> **WHAT THIS TASK INVOLVES**
The answer must be a single number: the count of lines in the records below that contain the word "bronze".

> **DATA SHOWN**

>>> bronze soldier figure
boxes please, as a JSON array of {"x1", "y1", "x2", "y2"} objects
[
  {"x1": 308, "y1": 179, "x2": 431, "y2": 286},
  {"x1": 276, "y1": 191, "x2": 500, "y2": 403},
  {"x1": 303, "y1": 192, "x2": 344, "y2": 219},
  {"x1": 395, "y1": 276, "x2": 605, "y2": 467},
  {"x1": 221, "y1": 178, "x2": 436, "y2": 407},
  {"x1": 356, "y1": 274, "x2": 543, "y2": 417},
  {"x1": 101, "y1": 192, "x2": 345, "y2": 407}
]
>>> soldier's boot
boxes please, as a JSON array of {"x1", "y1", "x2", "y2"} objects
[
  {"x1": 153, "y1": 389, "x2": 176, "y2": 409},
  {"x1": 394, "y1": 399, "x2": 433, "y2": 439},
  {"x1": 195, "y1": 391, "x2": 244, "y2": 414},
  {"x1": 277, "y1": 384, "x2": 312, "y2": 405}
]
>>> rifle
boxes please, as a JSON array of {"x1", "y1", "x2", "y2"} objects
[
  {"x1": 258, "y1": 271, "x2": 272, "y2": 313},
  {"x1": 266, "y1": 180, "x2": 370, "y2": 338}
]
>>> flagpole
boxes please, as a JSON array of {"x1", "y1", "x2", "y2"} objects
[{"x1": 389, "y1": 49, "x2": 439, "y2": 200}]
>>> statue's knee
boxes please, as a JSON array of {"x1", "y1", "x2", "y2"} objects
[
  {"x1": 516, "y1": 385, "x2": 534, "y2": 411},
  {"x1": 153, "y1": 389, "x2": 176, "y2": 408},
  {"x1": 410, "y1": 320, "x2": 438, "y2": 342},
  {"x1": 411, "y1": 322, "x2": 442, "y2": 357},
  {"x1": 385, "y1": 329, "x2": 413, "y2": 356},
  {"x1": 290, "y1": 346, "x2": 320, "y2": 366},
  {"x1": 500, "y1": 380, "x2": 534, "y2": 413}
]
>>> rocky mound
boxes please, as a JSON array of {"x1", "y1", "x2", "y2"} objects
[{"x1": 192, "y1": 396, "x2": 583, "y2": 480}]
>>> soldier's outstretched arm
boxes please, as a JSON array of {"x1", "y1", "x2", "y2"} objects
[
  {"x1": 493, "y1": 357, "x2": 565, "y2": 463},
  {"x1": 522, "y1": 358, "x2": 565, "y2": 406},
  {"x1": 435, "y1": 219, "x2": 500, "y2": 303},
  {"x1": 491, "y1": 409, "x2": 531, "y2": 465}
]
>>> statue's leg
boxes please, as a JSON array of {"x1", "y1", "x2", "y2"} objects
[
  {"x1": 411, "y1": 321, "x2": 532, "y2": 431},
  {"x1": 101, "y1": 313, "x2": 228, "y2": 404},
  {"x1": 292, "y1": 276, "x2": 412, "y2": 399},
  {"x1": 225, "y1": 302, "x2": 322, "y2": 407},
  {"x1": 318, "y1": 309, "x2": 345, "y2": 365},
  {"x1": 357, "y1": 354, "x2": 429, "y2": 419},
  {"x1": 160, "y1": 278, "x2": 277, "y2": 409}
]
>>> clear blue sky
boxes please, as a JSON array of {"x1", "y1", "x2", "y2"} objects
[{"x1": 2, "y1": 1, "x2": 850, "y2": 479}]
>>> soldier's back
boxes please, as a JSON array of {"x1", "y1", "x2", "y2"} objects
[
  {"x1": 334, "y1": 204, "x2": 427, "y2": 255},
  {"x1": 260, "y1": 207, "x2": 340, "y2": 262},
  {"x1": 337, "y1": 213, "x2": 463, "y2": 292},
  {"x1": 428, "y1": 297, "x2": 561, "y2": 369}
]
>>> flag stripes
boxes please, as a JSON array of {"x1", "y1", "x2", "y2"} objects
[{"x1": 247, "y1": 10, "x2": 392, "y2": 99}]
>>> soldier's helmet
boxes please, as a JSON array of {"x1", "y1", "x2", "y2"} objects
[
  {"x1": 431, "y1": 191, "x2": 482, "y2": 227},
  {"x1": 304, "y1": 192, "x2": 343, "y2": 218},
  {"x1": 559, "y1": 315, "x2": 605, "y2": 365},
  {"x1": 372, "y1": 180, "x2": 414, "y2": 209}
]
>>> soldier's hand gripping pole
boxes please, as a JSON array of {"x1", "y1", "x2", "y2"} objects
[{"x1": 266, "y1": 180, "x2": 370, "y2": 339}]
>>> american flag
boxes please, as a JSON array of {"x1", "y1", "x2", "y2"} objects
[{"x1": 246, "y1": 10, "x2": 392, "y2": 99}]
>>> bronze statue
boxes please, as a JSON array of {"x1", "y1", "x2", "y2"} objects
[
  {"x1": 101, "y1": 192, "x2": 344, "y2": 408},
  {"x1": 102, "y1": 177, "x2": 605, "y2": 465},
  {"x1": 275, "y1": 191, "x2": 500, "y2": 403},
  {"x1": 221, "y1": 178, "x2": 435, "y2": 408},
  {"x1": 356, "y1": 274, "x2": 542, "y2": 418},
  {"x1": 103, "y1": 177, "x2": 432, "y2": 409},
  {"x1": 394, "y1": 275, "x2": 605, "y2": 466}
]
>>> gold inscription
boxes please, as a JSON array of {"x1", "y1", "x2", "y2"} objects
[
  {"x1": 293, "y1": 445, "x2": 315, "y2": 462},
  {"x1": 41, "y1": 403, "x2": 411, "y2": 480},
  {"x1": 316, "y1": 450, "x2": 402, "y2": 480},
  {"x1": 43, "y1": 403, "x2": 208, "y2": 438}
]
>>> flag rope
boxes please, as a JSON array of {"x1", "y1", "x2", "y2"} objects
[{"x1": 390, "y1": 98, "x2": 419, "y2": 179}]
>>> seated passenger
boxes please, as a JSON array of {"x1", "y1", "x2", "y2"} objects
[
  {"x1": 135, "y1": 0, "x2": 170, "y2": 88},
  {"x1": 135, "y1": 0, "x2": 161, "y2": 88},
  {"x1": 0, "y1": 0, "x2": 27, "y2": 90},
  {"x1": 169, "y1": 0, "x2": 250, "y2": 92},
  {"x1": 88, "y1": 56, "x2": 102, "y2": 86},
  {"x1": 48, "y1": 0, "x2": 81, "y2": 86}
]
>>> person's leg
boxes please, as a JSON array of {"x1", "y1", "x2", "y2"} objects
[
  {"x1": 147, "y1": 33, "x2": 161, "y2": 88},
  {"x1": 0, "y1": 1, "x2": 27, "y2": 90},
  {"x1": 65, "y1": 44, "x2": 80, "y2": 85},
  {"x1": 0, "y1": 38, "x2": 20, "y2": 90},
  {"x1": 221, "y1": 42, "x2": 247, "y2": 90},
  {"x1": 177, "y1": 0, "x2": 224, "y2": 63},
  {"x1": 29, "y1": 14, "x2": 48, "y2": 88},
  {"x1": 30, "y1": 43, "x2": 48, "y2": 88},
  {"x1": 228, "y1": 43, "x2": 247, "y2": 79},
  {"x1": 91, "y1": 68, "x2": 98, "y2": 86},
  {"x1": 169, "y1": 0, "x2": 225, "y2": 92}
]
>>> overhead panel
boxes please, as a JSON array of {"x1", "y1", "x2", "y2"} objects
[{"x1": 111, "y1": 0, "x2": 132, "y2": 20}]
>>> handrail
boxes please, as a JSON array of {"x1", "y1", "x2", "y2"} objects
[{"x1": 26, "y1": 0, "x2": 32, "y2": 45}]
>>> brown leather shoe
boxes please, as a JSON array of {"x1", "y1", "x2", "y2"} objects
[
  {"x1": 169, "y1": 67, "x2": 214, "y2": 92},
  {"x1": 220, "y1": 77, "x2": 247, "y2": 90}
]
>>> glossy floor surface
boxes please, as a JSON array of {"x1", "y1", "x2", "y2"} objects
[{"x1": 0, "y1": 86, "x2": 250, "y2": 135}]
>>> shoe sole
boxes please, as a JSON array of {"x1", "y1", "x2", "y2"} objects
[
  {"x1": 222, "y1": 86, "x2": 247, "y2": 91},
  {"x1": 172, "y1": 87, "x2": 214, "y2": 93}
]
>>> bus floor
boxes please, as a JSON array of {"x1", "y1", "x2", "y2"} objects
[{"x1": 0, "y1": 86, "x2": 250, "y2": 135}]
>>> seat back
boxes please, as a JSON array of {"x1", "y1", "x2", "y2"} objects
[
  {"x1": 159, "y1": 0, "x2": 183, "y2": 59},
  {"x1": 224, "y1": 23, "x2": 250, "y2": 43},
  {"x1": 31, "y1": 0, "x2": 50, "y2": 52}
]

> **EXERCISE RESPONSE**
2